━━━ Input material ━━━
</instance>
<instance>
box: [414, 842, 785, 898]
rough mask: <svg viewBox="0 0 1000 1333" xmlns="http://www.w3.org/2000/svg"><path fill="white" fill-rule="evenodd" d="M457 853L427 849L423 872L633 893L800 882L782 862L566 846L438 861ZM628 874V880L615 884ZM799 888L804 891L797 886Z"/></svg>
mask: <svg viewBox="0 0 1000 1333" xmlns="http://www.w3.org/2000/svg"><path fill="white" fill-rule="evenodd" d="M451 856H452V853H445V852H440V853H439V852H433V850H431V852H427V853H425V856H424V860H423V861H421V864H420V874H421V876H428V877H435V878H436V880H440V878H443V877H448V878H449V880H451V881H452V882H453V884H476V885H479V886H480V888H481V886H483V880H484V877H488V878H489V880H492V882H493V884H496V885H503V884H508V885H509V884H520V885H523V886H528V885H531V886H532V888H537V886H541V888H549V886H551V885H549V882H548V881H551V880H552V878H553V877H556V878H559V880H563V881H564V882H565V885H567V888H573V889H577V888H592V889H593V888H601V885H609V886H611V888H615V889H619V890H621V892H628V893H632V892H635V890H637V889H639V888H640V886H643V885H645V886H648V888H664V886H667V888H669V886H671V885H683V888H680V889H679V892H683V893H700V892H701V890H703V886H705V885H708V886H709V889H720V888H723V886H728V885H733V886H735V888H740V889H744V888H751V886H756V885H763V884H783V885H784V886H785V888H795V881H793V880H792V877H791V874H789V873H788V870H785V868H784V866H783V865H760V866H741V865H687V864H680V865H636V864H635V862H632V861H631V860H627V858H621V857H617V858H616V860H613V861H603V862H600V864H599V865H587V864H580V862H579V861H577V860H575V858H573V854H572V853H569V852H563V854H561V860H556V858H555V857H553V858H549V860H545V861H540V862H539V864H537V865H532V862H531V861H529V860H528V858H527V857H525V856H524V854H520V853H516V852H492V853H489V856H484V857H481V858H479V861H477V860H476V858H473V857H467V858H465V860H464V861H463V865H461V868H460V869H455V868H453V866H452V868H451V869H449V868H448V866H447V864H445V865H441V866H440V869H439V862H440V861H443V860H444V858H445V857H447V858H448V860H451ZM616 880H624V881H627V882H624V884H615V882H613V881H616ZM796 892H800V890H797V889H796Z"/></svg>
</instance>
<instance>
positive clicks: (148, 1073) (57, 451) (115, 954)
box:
━━━
*Directive*
Copy out all of the lines above again without changing anything.

*Problem solution*
</instance>
<instance>
box: [414, 842, 785, 898]
rough mask: <svg viewBox="0 0 1000 1333" xmlns="http://www.w3.org/2000/svg"><path fill="white" fill-rule="evenodd" d="M457 853L427 849L423 872L633 893L800 882L782 862L566 846L438 861ZM628 874V880L615 884ZM799 888L804 891L797 886Z"/></svg>
mask: <svg viewBox="0 0 1000 1333" xmlns="http://www.w3.org/2000/svg"><path fill="white" fill-rule="evenodd" d="M451 856H452V853H445V852H440V853H439V852H433V850H431V852H427V853H425V856H424V860H423V861H421V864H420V874H421V876H428V877H435V878H436V880H440V878H443V877H448V878H449V880H451V881H452V882H453V884H476V885H479V886H480V888H481V886H483V880H484V877H488V878H489V880H492V882H493V884H496V885H503V884H508V885H509V884H520V885H523V886H528V885H531V886H532V888H537V886H541V888H549V886H551V885H549V882H548V881H551V880H552V878H553V877H556V878H559V880H563V881H564V882H565V885H567V888H573V889H577V888H592V889H593V888H601V885H609V886H611V888H615V889H619V890H621V892H628V893H632V892H635V890H637V889H639V888H640V886H643V885H645V886H648V888H664V886H667V888H669V886H671V885H683V888H680V889H679V892H683V893H700V892H701V890H703V886H705V885H708V886H709V889H720V888H723V886H728V885H733V886H735V888H740V889H744V888H751V886H756V885H763V884H783V885H784V886H785V888H795V881H793V880H792V877H791V874H789V873H788V870H785V868H784V866H783V865H760V866H741V865H687V864H680V865H636V864H635V862H632V861H631V860H627V858H621V857H617V858H616V860H613V861H603V862H600V864H599V865H587V864H580V862H579V861H577V860H575V858H573V854H572V853H569V852H563V854H561V860H556V858H555V857H553V858H549V860H545V861H540V862H539V864H537V865H532V862H531V861H529V860H528V858H527V857H525V856H524V854H520V853H516V852H492V853H489V856H484V857H481V858H479V861H477V860H476V858H473V857H467V858H465V860H464V861H463V865H461V868H460V869H455V868H453V866H452V868H451V869H449V868H448V866H447V864H445V865H441V866H440V869H439V862H440V861H443V860H444V858H445V857H447V858H448V860H451ZM616 880H624V881H627V882H624V884H615V882H613V881H616ZM796 892H800V890H797V889H796Z"/></svg>
</instance>
<instance>
positive clicks: (148, 1073) (57, 451) (115, 954)
box:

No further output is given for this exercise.